Directions: Count the lines in the data below that contain the string "every", treating uppercase and lowercase as distinct, and give only the number.

Extracted information:
***

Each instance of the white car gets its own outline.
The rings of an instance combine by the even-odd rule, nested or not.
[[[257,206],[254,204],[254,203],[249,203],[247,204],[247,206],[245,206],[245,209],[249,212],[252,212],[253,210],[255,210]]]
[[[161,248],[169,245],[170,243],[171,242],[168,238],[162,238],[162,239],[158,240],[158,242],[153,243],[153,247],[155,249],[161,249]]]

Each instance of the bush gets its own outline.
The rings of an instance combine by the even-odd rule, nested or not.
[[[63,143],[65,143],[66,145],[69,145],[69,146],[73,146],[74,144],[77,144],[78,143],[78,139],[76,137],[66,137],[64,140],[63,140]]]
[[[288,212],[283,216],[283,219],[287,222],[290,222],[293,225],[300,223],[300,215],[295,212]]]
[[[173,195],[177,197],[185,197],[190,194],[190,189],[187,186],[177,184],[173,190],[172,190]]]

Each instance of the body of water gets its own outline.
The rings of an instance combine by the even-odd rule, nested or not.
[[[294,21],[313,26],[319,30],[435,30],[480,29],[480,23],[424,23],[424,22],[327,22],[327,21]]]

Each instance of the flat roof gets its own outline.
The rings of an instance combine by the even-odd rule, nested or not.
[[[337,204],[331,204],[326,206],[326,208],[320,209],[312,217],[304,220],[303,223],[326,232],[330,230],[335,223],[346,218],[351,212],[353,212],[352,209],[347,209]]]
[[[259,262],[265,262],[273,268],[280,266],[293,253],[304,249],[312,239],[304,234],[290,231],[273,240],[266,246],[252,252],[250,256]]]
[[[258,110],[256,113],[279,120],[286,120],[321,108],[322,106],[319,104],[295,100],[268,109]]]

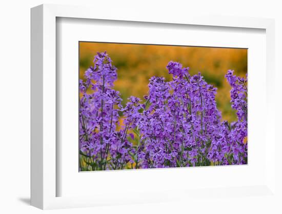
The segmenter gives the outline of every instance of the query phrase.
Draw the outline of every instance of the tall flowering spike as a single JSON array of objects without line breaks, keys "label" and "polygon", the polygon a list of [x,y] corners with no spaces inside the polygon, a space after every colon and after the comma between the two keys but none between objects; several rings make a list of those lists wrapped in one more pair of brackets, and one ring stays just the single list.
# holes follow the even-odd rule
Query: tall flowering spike
[{"label": "tall flowering spike", "polygon": [[[134,152],[127,131],[116,130],[122,108],[119,92],[112,88],[116,68],[106,52],[98,52],[93,62],[85,72],[85,81],[79,80],[79,149],[91,163],[80,169],[123,169],[132,160],[129,152]],[[90,93],[88,88],[92,90]]]},{"label": "tall flowering spike", "polygon": [[112,60],[106,52],[97,52],[93,62],[94,65],[87,69],[85,77],[99,84],[112,87],[117,78],[116,68],[112,65]]},{"label": "tall flowering spike", "polygon": [[229,70],[225,75],[232,87],[230,91],[231,106],[236,111],[239,121],[247,120],[248,88],[247,75],[246,79],[233,75],[233,70]]},{"label": "tall flowering spike", "polygon": [[168,70],[169,74],[172,74],[173,77],[177,76],[182,78],[185,74],[188,74],[189,68],[183,68],[182,65],[179,62],[171,61],[167,65],[167,69]]}]

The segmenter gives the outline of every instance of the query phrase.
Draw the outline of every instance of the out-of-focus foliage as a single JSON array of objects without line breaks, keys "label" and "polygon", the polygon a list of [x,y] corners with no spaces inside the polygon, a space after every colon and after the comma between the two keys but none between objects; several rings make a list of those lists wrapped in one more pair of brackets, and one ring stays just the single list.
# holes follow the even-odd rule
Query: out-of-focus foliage
[{"label": "out-of-focus foliage", "polygon": [[80,42],[80,79],[83,79],[89,65],[93,65],[92,61],[97,52],[105,51],[118,69],[114,88],[120,92],[124,105],[130,96],[143,99],[148,92],[149,79],[152,76],[163,76],[167,81],[171,80],[172,75],[166,66],[173,61],[189,67],[192,75],[200,72],[208,83],[218,88],[216,101],[223,119],[230,122],[236,119],[230,103],[231,87],[225,75],[228,69],[232,69],[236,75],[245,76],[246,49]]}]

***

Reply to the task: 4